* _Exercise prompt_: Set down all of the records word for word.

--- Data for this task ---

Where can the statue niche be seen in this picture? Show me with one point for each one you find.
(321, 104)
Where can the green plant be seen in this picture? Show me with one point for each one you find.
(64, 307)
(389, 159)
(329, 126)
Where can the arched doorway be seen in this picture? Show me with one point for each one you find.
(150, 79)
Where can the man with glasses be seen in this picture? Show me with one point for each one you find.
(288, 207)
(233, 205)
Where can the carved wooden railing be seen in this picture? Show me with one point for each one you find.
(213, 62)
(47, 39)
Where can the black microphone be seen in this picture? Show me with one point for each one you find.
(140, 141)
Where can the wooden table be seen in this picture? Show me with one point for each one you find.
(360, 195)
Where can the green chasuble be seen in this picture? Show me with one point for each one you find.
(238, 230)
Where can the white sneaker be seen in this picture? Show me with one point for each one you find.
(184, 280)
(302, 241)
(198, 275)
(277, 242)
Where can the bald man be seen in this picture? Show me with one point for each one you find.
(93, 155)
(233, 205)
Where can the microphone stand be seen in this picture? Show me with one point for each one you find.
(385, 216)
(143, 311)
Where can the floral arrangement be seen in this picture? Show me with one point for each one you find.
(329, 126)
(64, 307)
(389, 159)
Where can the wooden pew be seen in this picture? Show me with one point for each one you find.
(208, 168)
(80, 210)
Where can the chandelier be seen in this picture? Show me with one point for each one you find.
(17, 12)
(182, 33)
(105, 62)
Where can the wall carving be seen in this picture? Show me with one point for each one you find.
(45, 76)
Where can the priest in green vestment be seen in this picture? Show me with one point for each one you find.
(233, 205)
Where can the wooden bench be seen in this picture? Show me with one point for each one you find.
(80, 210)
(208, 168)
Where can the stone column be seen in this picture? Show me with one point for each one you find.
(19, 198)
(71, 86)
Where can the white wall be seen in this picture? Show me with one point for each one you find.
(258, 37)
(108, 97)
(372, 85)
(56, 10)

---

* _Expected answer_:
Where can the statue niche be seen in this picture? Show me with one point for each one you find.
(321, 104)
Where can the green plant be seen in this picture? Show me with one point for each one you find.
(64, 307)
(389, 159)
(329, 126)
Where can the arched doorway be seen in this picture? Show me with one point for each one you find.
(150, 79)
Where can the man with glasses be seen in this picture? Show me with one point for each one you find.
(288, 207)
(233, 205)
Where can the carved wooden railing be seen in this picture? Show me with one point for each one you find.
(213, 62)
(47, 39)
Where can the black microphone be seen in this picture? Show me with one point for each one you find.
(140, 141)
Where can the wooden table be seen in this picture? Show me with one point for each one you find.
(360, 195)
Where can the green chasuble be seen in this picture? Show me with one point for each one you find.
(238, 230)
Where can the white sneaker be seen in this picture? Show me with one point for each one you find.
(184, 280)
(302, 241)
(198, 275)
(277, 242)
Where can the bald man be seen in this picture? Show me with one point for each one you find.
(93, 155)
(233, 205)
Where can the microphone stand be seen in this picture? Show me with one point for each one you find.
(385, 216)
(143, 311)
Where can the floral arrangement be seen in this picture? Show me with one point for each one you find.
(329, 126)
(64, 307)
(389, 159)
Where can the wooden pew be seen in this picture? Show me with one point for each one you find.
(208, 168)
(80, 210)
Where can the chandelier be seen in this picture? Show me with one point for each one you find.
(17, 12)
(182, 33)
(105, 62)
Where can the wall carving be seen in this picture? Show me with one point for each one you find.
(45, 76)
Where can the priest in green vestment be seen in this picture? Show me with one point for each one you find.
(233, 205)
Where can the wooden bench be seen in this picture? Show me with one point for each one you find.
(80, 210)
(208, 168)
Where can the stone column be seen in this picture? Show me with one point for each one you find.
(19, 198)
(71, 86)
Where can the white wall be seen in this picture? Show me with one point for each one you find.
(258, 37)
(108, 97)
(372, 85)
(56, 10)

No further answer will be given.